Segmentation labeling entries:
____
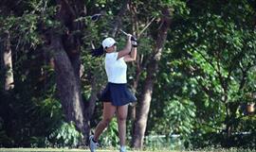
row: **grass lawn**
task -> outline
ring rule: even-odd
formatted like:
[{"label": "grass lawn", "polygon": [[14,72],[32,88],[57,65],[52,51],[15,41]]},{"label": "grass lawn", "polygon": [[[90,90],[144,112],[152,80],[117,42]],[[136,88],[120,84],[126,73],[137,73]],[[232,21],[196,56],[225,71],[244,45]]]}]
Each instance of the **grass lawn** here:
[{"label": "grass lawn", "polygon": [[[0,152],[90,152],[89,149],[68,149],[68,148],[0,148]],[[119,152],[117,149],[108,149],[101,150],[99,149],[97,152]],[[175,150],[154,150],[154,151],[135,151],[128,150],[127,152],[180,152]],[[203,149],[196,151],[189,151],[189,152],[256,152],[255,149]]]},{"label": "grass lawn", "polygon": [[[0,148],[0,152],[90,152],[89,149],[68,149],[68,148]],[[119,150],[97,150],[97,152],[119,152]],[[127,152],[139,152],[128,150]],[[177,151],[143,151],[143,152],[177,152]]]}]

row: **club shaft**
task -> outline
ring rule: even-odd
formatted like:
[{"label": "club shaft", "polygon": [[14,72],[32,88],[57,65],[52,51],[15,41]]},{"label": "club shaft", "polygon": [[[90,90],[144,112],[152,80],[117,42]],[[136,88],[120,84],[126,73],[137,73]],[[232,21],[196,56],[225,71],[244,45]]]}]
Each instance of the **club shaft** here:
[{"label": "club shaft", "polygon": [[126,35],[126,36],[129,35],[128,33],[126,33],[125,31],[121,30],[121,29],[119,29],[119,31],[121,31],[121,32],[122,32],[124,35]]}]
____
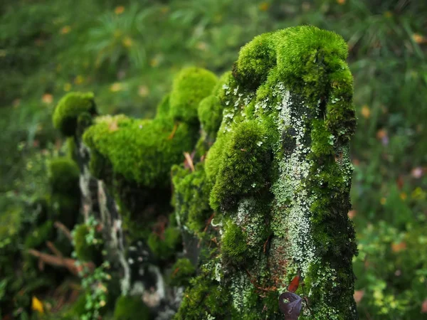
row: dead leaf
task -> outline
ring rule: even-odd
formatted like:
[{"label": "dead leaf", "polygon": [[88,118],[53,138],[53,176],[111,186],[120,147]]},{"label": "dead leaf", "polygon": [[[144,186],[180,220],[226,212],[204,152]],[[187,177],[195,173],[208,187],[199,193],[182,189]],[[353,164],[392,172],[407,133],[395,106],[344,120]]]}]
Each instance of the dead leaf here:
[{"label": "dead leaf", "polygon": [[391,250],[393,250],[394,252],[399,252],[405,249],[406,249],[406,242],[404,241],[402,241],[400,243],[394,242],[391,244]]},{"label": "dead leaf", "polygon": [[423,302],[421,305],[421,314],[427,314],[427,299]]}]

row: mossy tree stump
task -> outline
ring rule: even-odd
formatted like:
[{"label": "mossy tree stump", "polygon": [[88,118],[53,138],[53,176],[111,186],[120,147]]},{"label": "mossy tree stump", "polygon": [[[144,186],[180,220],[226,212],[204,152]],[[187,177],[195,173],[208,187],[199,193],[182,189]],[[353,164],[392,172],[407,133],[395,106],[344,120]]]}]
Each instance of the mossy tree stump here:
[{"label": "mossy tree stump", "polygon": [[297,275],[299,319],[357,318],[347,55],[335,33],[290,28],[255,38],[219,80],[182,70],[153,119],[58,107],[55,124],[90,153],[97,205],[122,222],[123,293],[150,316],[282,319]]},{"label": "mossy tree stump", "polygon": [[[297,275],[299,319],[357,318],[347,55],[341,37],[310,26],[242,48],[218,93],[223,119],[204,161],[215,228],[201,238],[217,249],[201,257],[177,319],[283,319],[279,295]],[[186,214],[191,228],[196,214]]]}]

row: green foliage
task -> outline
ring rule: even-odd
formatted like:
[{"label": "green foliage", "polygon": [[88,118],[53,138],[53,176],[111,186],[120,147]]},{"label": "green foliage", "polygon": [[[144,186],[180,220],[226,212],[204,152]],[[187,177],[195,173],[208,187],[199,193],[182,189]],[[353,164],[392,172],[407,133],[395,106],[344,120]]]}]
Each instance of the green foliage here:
____
▶ [Brief]: Pick out every line of the entries above that contains the string "foliage", and copy each one.

▶ [Reply]:
row: green foliage
[{"label": "green foliage", "polygon": [[88,118],[53,138],[53,176],[111,186],[120,147]]},{"label": "green foliage", "polygon": [[[144,186],[180,220],[226,212],[204,152]],[[187,177],[195,173],[208,187],[199,193],[182,189]],[[353,164],[392,172],[407,133],[395,106],[344,120]]]}]
Each instance of the green foliage here:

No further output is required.